# BRIEF
Once you reach the end of the data, transcribe all of it exactly.

# DATASET
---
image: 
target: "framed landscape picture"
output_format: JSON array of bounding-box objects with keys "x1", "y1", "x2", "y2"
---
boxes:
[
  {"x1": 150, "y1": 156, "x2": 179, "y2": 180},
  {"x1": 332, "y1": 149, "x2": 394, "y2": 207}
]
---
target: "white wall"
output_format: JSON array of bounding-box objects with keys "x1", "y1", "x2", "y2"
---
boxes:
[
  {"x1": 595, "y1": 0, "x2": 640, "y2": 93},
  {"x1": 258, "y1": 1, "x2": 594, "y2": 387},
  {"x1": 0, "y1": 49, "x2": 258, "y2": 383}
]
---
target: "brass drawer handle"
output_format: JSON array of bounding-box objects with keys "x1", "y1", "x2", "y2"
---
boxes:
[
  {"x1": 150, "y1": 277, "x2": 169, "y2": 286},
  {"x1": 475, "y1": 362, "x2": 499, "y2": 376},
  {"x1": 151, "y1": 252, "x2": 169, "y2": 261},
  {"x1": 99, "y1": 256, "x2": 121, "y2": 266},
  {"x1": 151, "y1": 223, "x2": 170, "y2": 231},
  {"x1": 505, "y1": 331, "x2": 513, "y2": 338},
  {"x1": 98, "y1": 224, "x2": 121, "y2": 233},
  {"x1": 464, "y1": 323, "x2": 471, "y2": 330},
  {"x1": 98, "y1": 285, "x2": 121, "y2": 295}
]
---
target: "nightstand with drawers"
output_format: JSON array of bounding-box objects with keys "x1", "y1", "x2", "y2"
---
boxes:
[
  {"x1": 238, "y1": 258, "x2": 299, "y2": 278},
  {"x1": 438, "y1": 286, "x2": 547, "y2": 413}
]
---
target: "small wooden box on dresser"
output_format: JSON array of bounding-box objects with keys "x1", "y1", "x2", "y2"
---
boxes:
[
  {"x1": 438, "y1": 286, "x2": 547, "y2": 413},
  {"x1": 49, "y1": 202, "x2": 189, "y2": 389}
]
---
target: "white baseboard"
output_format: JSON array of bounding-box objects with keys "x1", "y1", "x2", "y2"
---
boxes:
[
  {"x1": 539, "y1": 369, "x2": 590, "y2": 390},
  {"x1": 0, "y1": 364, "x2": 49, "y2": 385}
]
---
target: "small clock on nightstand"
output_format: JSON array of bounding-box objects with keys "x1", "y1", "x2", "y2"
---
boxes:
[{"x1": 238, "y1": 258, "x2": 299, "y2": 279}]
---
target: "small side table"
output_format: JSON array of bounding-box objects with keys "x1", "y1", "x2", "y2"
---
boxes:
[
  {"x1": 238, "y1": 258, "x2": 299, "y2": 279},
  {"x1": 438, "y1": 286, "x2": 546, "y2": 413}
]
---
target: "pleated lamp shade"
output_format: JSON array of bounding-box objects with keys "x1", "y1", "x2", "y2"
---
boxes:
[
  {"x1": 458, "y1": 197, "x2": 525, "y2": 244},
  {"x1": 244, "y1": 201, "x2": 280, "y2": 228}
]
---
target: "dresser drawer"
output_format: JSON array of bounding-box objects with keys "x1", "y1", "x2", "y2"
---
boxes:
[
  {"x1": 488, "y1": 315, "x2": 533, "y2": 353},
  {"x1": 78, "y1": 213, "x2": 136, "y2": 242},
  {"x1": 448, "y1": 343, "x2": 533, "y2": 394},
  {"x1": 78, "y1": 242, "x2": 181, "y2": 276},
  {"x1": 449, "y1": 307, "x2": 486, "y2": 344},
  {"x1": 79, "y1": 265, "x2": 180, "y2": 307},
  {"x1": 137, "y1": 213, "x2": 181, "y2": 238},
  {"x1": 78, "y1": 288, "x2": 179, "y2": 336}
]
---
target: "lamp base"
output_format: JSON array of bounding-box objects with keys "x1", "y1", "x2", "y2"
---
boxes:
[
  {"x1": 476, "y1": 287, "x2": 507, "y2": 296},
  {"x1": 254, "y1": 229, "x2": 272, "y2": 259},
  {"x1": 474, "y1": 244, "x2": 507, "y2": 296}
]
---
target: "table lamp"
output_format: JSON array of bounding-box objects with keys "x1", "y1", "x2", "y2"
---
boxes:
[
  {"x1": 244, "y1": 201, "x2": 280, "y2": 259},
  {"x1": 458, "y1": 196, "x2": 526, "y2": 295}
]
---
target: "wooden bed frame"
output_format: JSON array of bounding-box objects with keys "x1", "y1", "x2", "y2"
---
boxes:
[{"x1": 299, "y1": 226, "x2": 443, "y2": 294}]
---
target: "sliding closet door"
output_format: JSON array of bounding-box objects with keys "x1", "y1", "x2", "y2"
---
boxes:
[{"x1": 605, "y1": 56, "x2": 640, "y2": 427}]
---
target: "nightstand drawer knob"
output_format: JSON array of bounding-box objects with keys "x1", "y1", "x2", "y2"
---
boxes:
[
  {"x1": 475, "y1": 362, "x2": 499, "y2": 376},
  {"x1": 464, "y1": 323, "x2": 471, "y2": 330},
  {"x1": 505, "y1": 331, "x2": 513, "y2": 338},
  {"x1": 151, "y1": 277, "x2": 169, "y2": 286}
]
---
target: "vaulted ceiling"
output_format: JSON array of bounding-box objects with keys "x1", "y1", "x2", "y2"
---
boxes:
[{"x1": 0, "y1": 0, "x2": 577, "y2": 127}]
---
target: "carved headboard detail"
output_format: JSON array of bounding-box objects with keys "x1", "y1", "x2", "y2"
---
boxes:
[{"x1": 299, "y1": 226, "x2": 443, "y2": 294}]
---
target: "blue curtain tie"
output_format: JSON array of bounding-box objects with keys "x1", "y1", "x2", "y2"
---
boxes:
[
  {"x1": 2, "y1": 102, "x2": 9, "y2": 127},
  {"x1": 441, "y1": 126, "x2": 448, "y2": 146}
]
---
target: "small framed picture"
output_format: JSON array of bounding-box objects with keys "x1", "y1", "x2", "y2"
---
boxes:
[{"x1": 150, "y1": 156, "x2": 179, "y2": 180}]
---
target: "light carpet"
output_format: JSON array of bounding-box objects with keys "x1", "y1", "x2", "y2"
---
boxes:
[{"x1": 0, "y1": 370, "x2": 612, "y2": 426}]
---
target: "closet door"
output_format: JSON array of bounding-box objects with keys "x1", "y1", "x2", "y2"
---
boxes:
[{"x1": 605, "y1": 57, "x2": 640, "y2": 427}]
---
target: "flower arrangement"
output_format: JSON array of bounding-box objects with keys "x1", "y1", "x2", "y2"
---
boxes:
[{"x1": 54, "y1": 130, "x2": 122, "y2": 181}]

# SOLUTION FOR THIS PROBLEM
---
image: 
target: "framed landscape picture"
output_format: JSON array of bounding-box objects with keys "x1", "y1", "x2", "y2"
---
boxes:
[
  {"x1": 150, "y1": 156, "x2": 179, "y2": 180},
  {"x1": 332, "y1": 149, "x2": 394, "y2": 207}
]
---
target: "white wall"
output_format: JSON array of bounding-box objects with keys "x1", "y1", "x2", "y2"
---
boxes:
[
  {"x1": 595, "y1": 0, "x2": 640, "y2": 93},
  {"x1": 258, "y1": 1, "x2": 594, "y2": 387},
  {"x1": 0, "y1": 49, "x2": 258, "y2": 383}
]
---
target: "brass drawer handle"
output_format: JSON array of bounding-box objects with keys "x1", "y1", "x2", "y2"
---
boxes:
[
  {"x1": 150, "y1": 277, "x2": 169, "y2": 286},
  {"x1": 475, "y1": 362, "x2": 499, "y2": 376},
  {"x1": 151, "y1": 252, "x2": 169, "y2": 261},
  {"x1": 99, "y1": 256, "x2": 121, "y2": 266},
  {"x1": 151, "y1": 223, "x2": 170, "y2": 231},
  {"x1": 505, "y1": 331, "x2": 513, "y2": 338},
  {"x1": 98, "y1": 224, "x2": 121, "y2": 233},
  {"x1": 464, "y1": 323, "x2": 471, "y2": 330},
  {"x1": 98, "y1": 285, "x2": 121, "y2": 295}
]
---
target: "nightstand with drawers"
output_format: JSON array of bounding-box objects with keys "x1", "y1", "x2", "y2"
---
boxes:
[
  {"x1": 238, "y1": 258, "x2": 299, "y2": 278},
  {"x1": 438, "y1": 286, "x2": 547, "y2": 413}
]
---
target: "small wooden box on dresser"
output_format: JSON array of bounding-box objects with keys "x1", "y1", "x2", "y2"
---
boxes:
[
  {"x1": 438, "y1": 286, "x2": 547, "y2": 413},
  {"x1": 49, "y1": 202, "x2": 189, "y2": 389}
]
---
target: "white baseboard"
output_format: JSON array of bounding-box objects with keys "x1", "y1", "x2", "y2"
---
boxes:
[
  {"x1": 539, "y1": 369, "x2": 590, "y2": 390},
  {"x1": 0, "y1": 364, "x2": 49, "y2": 385}
]
---
target: "small clock on nightstand"
output_format: JSON array of bounding-box objects with keys "x1", "y1", "x2", "y2"
---
boxes:
[{"x1": 238, "y1": 258, "x2": 299, "y2": 279}]
---
target: "small side table"
output_format: JSON array of bounding-box objects with keys "x1", "y1", "x2", "y2"
---
boxes:
[
  {"x1": 238, "y1": 258, "x2": 299, "y2": 279},
  {"x1": 438, "y1": 286, "x2": 546, "y2": 413}
]
---
target: "pleated lamp shade"
output_format: JSON array of bounding-box objects with keys "x1", "y1", "x2", "y2"
---
boxes:
[
  {"x1": 458, "y1": 197, "x2": 525, "y2": 244},
  {"x1": 244, "y1": 201, "x2": 280, "y2": 228}
]
---
target: "dresser drawer"
output_format: JSON array of bounding-box objects with keys "x1", "y1", "x2", "y2"
---
boxes:
[
  {"x1": 488, "y1": 315, "x2": 533, "y2": 353},
  {"x1": 78, "y1": 213, "x2": 136, "y2": 242},
  {"x1": 448, "y1": 343, "x2": 533, "y2": 394},
  {"x1": 78, "y1": 242, "x2": 181, "y2": 276},
  {"x1": 449, "y1": 307, "x2": 486, "y2": 344},
  {"x1": 79, "y1": 265, "x2": 180, "y2": 307},
  {"x1": 137, "y1": 213, "x2": 181, "y2": 238},
  {"x1": 78, "y1": 288, "x2": 179, "y2": 336}
]
---
target: "lamp base"
output_format: JSON array of bounding-box objects with keys "x1", "y1", "x2", "y2"
---
boxes:
[
  {"x1": 476, "y1": 287, "x2": 507, "y2": 296},
  {"x1": 254, "y1": 229, "x2": 272, "y2": 259},
  {"x1": 474, "y1": 244, "x2": 507, "y2": 296}
]
---
target: "table lamp"
output_format: JSON array of bounding-box objects with keys "x1", "y1", "x2", "y2"
---
boxes:
[
  {"x1": 244, "y1": 201, "x2": 280, "y2": 259},
  {"x1": 458, "y1": 196, "x2": 526, "y2": 295}
]
---
target: "wooden bed frame"
output_format: JSON array of bounding-box objects with keys "x1", "y1", "x2", "y2"
---
boxes:
[{"x1": 299, "y1": 226, "x2": 443, "y2": 294}]
---
target: "sliding closet door"
output_format: JSON array of bounding-box objects with keys "x1", "y1", "x2", "y2"
---
boxes:
[{"x1": 605, "y1": 56, "x2": 640, "y2": 427}]
---
target: "nightstand drawer knob"
output_format: JSON array of bounding-box objects with keys "x1", "y1", "x2", "y2"
---
boxes:
[
  {"x1": 475, "y1": 362, "x2": 499, "y2": 376},
  {"x1": 464, "y1": 323, "x2": 471, "y2": 330},
  {"x1": 505, "y1": 331, "x2": 513, "y2": 338},
  {"x1": 151, "y1": 277, "x2": 169, "y2": 286}
]
---
target: "vaulted ceiling"
output_format: JSON array of bounding-box objects with keys "x1", "y1", "x2", "y2"
---
boxes:
[{"x1": 0, "y1": 0, "x2": 577, "y2": 127}]
---
target: "carved headboard detail"
output_format: JSON array of bounding-box objects with keys "x1", "y1", "x2", "y2"
---
boxes:
[{"x1": 299, "y1": 226, "x2": 443, "y2": 294}]
---
target: "blue curtain tie"
output_format: JSON array of bounding-box objects with keys "x1", "y1", "x2", "y2"
---
boxes:
[
  {"x1": 2, "y1": 102, "x2": 9, "y2": 127},
  {"x1": 441, "y1": 126, "x2": 448, "y2": 146}
]
---
target: "small framed picture"
output_format: JSON array of bounding-box objects with keys "x1", "y1", "x2", "y2"
---
boxes:
[{"x1": 150, "y1": 156, "x2": 179, "y2": 180}]
---
target: "light carpet"
output_format: JSON array of bounding-box objects with keys "x1", "y1", "x2", "y2"
---
boxes:
[{"x1": 0, "y1": 370, "x2": 612, "y2": 426}]
---
target: "closet door"
output_format: JSON array of bounding-box objects with keys "x1", "y1", "x2", "y2"
---
boxes:
[{"x1": 605, "y1": 57, "x2": 640, "y2": 427}]
---
target: "flower arrangement"
output_format: JSON array of bounding-box objects with keys "x1", "y1", "x2", "y2"
---
boxes:
[{"x1": 54, "y1": 130, "x2": 122, "y2": 181}]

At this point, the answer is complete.